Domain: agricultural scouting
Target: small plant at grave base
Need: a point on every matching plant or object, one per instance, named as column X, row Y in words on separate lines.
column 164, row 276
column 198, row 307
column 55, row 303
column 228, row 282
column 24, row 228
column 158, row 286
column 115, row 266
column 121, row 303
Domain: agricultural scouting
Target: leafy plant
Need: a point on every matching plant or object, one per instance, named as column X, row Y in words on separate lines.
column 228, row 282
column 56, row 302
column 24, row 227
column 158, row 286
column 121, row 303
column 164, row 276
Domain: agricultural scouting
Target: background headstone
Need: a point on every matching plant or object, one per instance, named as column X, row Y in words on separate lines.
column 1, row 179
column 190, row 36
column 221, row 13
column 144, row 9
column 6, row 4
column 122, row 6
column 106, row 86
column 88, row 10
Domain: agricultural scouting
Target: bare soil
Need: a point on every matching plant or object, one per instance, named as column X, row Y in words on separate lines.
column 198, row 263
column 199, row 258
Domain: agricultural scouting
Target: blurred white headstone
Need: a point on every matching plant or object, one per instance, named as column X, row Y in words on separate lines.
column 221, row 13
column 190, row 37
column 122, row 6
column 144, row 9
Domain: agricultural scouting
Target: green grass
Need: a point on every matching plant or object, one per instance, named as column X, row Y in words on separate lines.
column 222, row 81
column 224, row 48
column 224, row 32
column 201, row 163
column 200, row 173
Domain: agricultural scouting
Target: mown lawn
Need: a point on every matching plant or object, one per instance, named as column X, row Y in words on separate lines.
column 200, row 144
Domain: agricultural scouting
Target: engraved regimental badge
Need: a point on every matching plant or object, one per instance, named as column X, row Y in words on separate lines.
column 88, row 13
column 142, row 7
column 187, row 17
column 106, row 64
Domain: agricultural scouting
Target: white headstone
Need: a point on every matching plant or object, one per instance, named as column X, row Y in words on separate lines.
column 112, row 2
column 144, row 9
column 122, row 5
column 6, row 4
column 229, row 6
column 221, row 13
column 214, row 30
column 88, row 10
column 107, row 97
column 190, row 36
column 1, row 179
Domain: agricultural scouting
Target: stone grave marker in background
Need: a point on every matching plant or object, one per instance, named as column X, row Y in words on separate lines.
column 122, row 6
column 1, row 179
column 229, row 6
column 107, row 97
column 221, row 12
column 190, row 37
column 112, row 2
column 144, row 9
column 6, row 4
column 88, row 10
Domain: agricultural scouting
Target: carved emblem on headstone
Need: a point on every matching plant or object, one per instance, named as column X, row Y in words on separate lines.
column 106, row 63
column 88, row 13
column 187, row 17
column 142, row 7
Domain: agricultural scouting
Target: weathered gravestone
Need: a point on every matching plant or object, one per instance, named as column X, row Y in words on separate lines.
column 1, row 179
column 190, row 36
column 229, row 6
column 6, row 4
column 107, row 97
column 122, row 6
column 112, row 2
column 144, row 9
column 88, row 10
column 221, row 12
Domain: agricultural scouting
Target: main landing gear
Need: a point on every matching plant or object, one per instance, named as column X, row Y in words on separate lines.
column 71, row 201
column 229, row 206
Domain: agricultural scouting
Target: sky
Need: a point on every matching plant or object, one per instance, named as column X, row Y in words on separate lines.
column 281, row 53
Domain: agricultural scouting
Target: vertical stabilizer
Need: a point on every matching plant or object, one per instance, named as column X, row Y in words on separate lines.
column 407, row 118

▶ **Instructions to follow**
Using the material above, print every entry exactly as written.

▶ **Completed exercise**
Domain: agricultural scouting
Target: small plant at grave base
Need: a point on every matching plant or object, one per instance, named as column X, row Y in words on separate lines.
column 164, row 276
column 198, row 307
column 55, row 303
column 228, row 282
column 24, row 228
column 158, row 286
column 115, row 266
column 121, row 303
Domain: agricultural scouting
Target: leafy plant
Need: a point on every matching plant or object, one per instance, named as column X, row Y in words on separate lines.
column 228, row 282
column 56, row 302
column 24, row 227
column 158, row 286
column 121, row 303
column 164, row 276
Domain: agricultural scouting
Target: background headstone
Need: a point on every matching plant or object, one per instance, named as column X, row Y in words on separate lines.
column 1, row 179
column 190, row 36
column 221, row 13
column 144, row 9
column 6, row 4
column 122, row 6
column 106, row 86
column 88, row 10
Domain: agricultural scouting
Target: bare soil
Need: a point on every matching plant or object, one per instance, named as column X, row Y in words on separate lines.
column 198, row 263
column 199, row 258
Domain: agricultural scouting
Target: blurred white headstone
Need: a point on every matching plant or object, one per instance, named as column X, row Y in words on separate lines.
column 221, row 13
column 190, row 37
column 122, row 6
column 144, row 9
Domain: agricultural scouting
Target: green grass
Need: a point on every matching plant or object, one per instance, named as column X, row Y in words on separate lines.
column 222, row 81
column 224, row 48
column 224, row 32
column 201, row 163
column 200, row 173
Domain: agricultural scouting
Target: mown lawn
Need: a point on every matching plant or object, one per instance, named as column X, row Y in words on separate lines.
column 200, row 144
Domain: agricultural scouting
Target: engraved regimental badge
Need: a point on every matching plant or object, one per instance, named as column X, row Y in words on separate lines.
column 88, row 13
column 142, row 7
column 187, row 17
column 106, row 64
Domain: agricultural scouting
Target: white headstone
Need: a point on every matching plant or object, one per instance, named as column X, row Y in words on separate lines.
column 112, row 2
column 144, row 9
column 122, row 5
column 6, row 4
column 229, row 6
column 221, row 13
column 214, row 30
column 88, row 10
column 107, row 97
column 190, row 36
column 1, row 179
Domain: agricultural scouting
Target: stone grave marker in background
Need: a point on every matching plant or object, one per instance, named as column X, row Y in words on separate lines.
column 122, row 6
column 1, row 179
column 229, row 6
column 107, row 97
column 221, row 12
column 190, row 37
column 112, row 2
column 144, row 9
column 6, row 4
column 88, row 10
Domain: agricultural scouting
Target: carved emblem on headstone
Need: a point on every matching plant or object, one per instance, named as column X, row Y in words on separate lines.
column 106, row 63
column 88, row 13
column 187, row 17
column 142, row 7
Domain: agricultural scouting
Target: weathered gravestone
Need: a point on every matching plant or object, one per instance, named as column X, row Y in words on separate lines.
column 1, row 179
column 190, row 36
column 229, row 6
column 6, row 4
column 107, row 97
column 122, row 6
column 112, row 2
column 144, row 9
column 88, row 10
column 221, row 12
Domain: agricultural scouting
Target: main landing gear
Need: a point on every matching plant or object, one per instance, named as column X, row Y in words on separate lines.
column 71, row 201
column 229, row 206
Domain: agricultural scouting
Target: sky
Need: a point on every matching plant or object, one per instance, named as column X, row Y in words on separate lines.
column 281, row 53
Domain: agricultural scouting
Target: vertical stabilizer
Need: a point on every matching plant or object, one per instance, named as column X, row Y in words on separate lines.
column 407, row 118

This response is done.